The records:
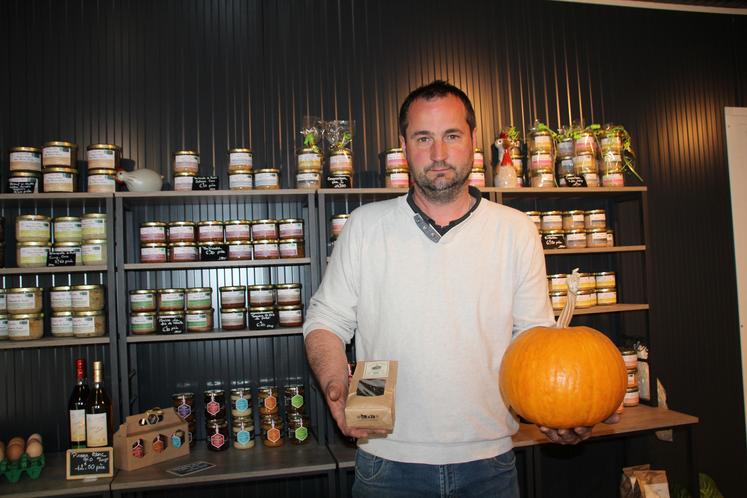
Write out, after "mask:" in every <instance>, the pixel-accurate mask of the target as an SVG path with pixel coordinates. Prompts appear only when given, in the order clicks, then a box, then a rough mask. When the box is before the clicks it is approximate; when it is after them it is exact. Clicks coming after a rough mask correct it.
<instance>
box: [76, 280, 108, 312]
mask: <svg viewBox="0 0 747 498" xmlns="http://www.w3.org/2000/svg"><path fill="white" fill-rule="evenodd" d="M70 292H71V294H72V303H73V311H100V310H103V309H104V306H105V304H106V299H105V297H104V286H103V285H98V284H83V285H73V286H72V287H71V288H70Z"/></svg>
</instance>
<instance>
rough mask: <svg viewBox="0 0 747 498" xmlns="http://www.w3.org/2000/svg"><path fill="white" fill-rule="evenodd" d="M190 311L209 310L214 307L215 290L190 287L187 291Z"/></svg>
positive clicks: (206, 287)
mask: <svg viewBox="0 0 747 498" xmlns="http://www.w3.org/2000/svg"><path fill="white" fill-rule="evenodd" d="M185 293H186V298H187V309H188V310H209V309H211V308H212V307H213V289H212V288H210V287H190V288H189V289H187V290H186V291H185Z"/></svg>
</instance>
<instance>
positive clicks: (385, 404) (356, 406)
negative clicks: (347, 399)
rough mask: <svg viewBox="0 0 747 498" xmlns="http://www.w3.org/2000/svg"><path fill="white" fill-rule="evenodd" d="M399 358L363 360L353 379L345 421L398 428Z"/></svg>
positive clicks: (352, 424) (349, 389)
mask: <svg viewBox="0 0 747 498" xmlns="http://www.w3.org/2000/svg"><path fill="white" fill-rule="evenodd" d="M396 385H397V362H396V361H391V360H389V361H387V360H377V361H359V362H358V364H357V365H356V368H355V373H354V374H353V379H352V381H351V382H350V389H349V391H348V401H347V405H346V407H345V422H346V423H347V424H348V426H349V427H356V428H359V429H382V430H387V431H391V430H393V429H394V393H395V387H396Z"/></svg>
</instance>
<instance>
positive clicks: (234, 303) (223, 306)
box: [218, 285, 246, 309]
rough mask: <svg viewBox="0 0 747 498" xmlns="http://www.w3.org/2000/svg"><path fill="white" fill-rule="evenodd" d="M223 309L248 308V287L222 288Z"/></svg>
mask: <svg viewBox="0 0 747 498" xmlns="http://www.w3.org/2000/svg"><path fill="white" fill-rule="evenodd" d="M218 290H219V291H220V307H221V309H231V308H244V307H245V306H246V286H244V285H227V286H224V287H220V288H219V289H218Z"/></svg>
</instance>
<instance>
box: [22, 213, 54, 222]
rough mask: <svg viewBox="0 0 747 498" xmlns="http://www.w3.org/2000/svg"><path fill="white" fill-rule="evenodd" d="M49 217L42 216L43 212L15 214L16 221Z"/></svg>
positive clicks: (47, 220)
mask: <svg viewBox="0 0 747 498" xmlns="http://www.w3.org/2000/svg"><path fill="white" fill-rule="evenodd" d="M50 220H51V218H50V217H49V216H44V215H43V214H22V215H21V216H16V221H50Z"/></svg>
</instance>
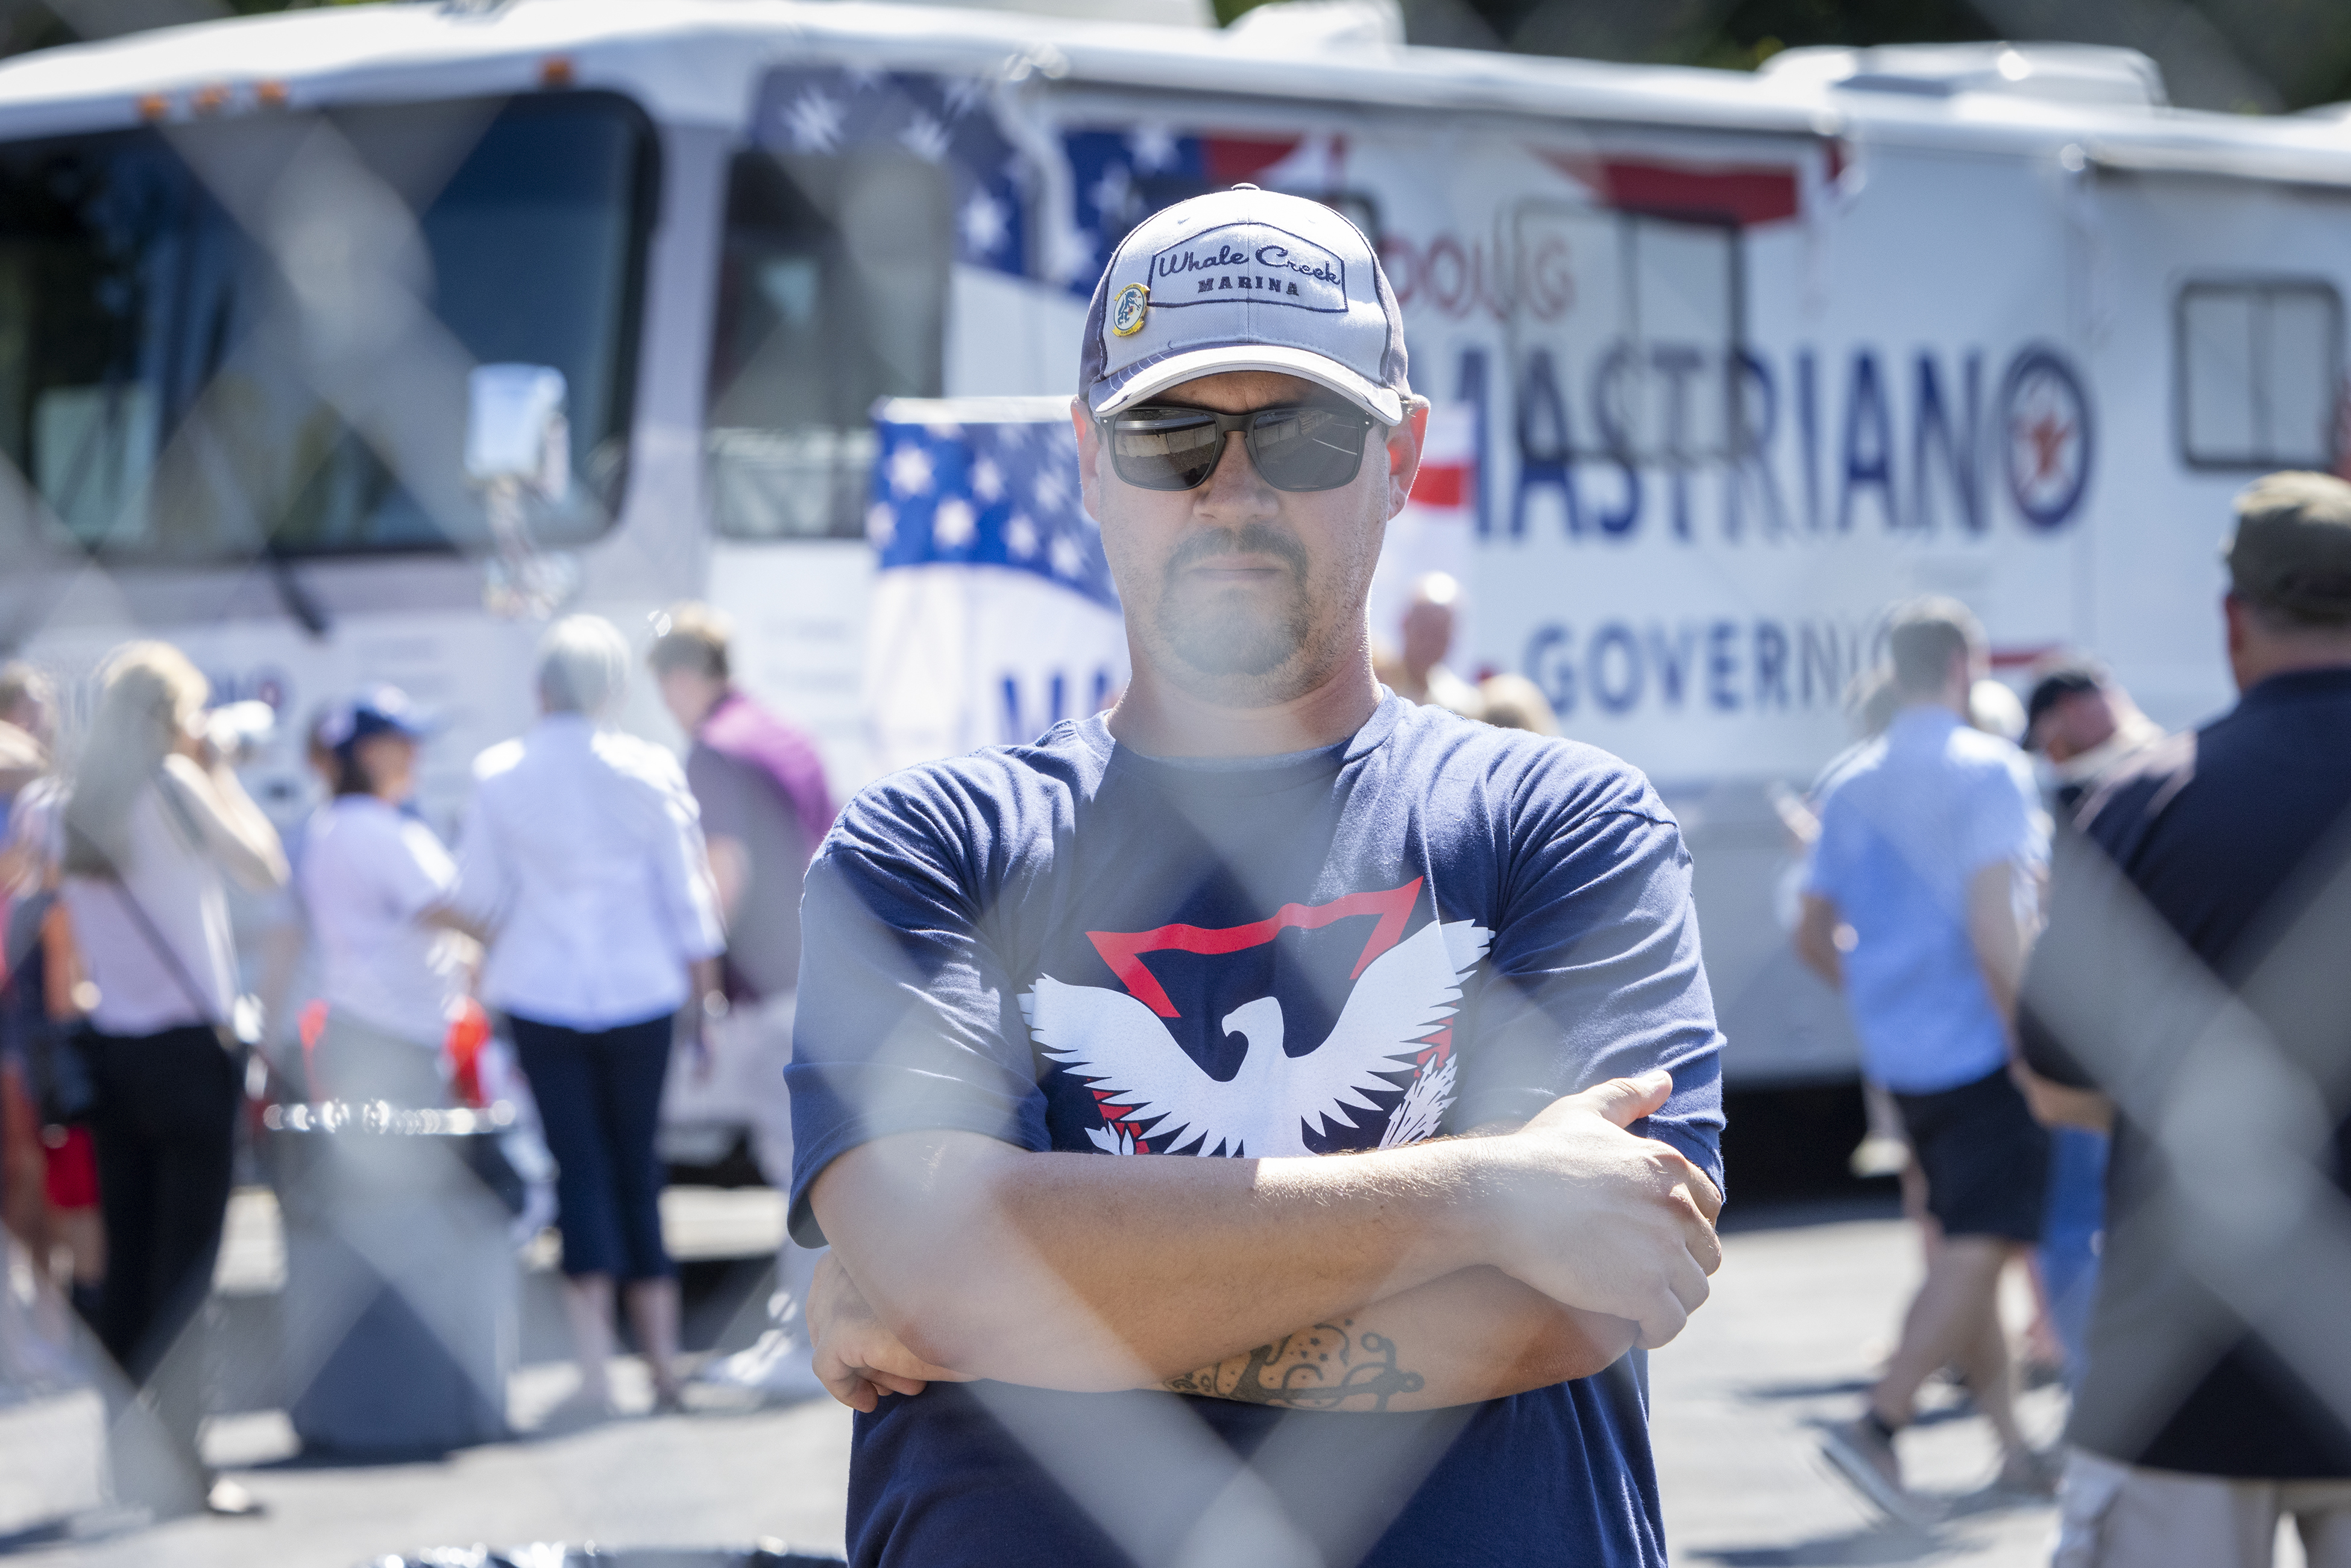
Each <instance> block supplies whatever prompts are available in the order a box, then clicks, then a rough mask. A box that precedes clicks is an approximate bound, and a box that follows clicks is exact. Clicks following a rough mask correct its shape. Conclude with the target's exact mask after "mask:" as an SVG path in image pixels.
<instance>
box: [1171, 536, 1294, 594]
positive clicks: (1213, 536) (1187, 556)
mask: <svg viewBox="0 0 2351 1568" xmlns="http://www.w3.org/2000/svg"><path fill="white" fill-rule="evenodd" d="M1211 555H1274V557H1279V559H1281V562H1286V564H1288V569H1291V574H1293V576H1298V578H1300V581H1305V576H1307V548H1305V545H1300V543H1298V541H1295V538H1293V536H1291V534H1284V531H1281V529H1272V527H1267V524H1262V522H1251V524H1248V527H1241V529H1206V531H1201V534H1194V536H1192V538H1187V541H1185V543H1183V545H1178V548H1176V555H1171V557H1168V569H1166V574H1168V578H1176V574H1180V571H1185V569H1187V567H1194V564H1199V562H1204V559H1208V557H1211Z"/></svg>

Task prompt: These entries are to be printed again word for word, except for the pictures.

Exercise response:
Write out, after "mask:" in every <instance>, the pixel-accurate mask of the target as an SVG path with pixel coordinates. Prompts appear only when given, in the order clicks, then a box, then a rough mask. When the box is before the clicks it is approximate; when it is after them it is exact. Clicks coming after a rough mask correct it.
<instance>
box: [76, 280, 108, 312]
mask: <svg viewBox="0 0 747 498" xmlns="http://www.w3.org/2000/svg"><path fill="white" fill-rule="evenodd" d="M70 292H71V294H72V303H73V311H100V310H103V309H104V306H105V304H106V299H105V297H104V286H103V285H98V284H83V285H73V286H72V287H71V288H70Z"/></svg>
</instance>
<instance>
rough mask: <svg viewBox="0 0 747 498" xmlns="http://www.w3.org/2000/svg"><path fill="white" fill-rule="evenodd" d="M190 311L209 310L214 307L215 290L190 287L187 291Z"/></svg>
positive clicks: (206, 287)
mask: <svg viewBox="0 0 747 498" xmlns="http://www.w3.org/2000/svg"><path fill="white" fill-rule="evenodd" d="M185 293H186V298H187V309H188V310H209V309H211V308H212V307H213V289H212V288H210V287H190V288H189V289H187V290H186V291H185Z"/></svg>
</instance>
<instance>
positive clicks: (385, 404) (356, 406)
negative clicks: (347, 399)
rough mask: <svg viewBox="0 0 747 498" xmlns="http://www.w3.org/2000/svg"><path fill="white" fill-rule="evenodd" d="M399 358L363 360L353 379L345 421L398 428Z"/></svg>
positive clicks: (352, 424) (349, 389)
mask: <svg viewBox="0 0 747 498" xmlns="http://www.w3.org/2000/svg"><path fill="white" fill-rule="evenodd" d="M396 385H397V362H396V361H391V360H389V361H387V360H377V361H359V362H358V364H357V365H356V368H355V373H354V374H353V379H352V381H351V382H350V389H349V391H348V401H347V405H346V407H345V422H346V423H347V424H348V426H349V427H356V428H359V429H382V430H387V431H391V430H393V429H394V393H395V387H396Z"/></svg>
</instance>
<instance>
positive clicks: (234, 303) (223, 306)
box: [218, 285, 246, 309]
rough mask: <svg viewBox="0 0 747 498" xmlns="http://www.w3.org/2000/svg"><path fill="white" fill-rule="evenodd" d="M223 309L248 308V287L222 288Z"/></svg>
mask: <svg viewBox="0 0 747 498" xmlns="http://www.w3.org/2000/svg"><path fill="white" fill-rule="evenodd" d="M218 290H219V291H220V307H221V309H231V308H244V307H245V306H246V286H244V285H227V286H224V287H220V288H219V289H218Z"/></svg>
</instance>
<instance>
box: [22, 213, 54, 222]
rough mask: <svg viewBox="0 0 747 498" xmlns="http://www.w3.org/2000/svg"><path fill="white" fill-rule="evenodd" d="M49 217L42 216L43 212L15 214L16 221Z"/></svg>
positive clicks: (47, 220)
mask: <svg viewBox="0 0 747 498" xmlns="http://www.w3.org/2000/svg"><path fill="white" fill-rule="evenodd" d="M50 220H51V218H50V217H49V216H44V215H43V214H22V215H21V216H16V221H50Z"/></svg>
</instance>
Each <instance> block supplies whatever prompts are available in the order a box, then clicks, then a rough mask. A box that precedes clicks is an approximate bound, and a box that follows clicks is exact. Clicks following a rough mask correct its shape. Conclude with the target's exact mask after "mask:" as an SVG path in image pixels.
<instance>
box: [1171, 536, 1294, 594]
positive clicks: (1213, 536) (1187, 556)
mask: <svg viewBox="0 0 2351 1568" xmlns="http://www.w3.org/2000/svg"><path fill="white" fill-rule="evenodd" d="M1211 555H1274V557H1279V559H1281V562H1286V564H1288V569H1291V574H1293V576H1298V578H1300V581H1305V576H1307V548H1305V545H1300V543H1298V541H1295V538H1293V536H1291V534H1284V531H1281V529H1272V527H1267V524H1262V522H1251V524H1248V527H1241V529H1206V531H1201V534H1194V536H1192V538H1187V541H1185V543H1183V545H1178V548H1176V555H1171V557H1168V569H1166V574H1168V578H1176V574H1180V571H1185V569H1187V567H1194V564H1199V562H1204V559H1208V557H1211Z"/></svg>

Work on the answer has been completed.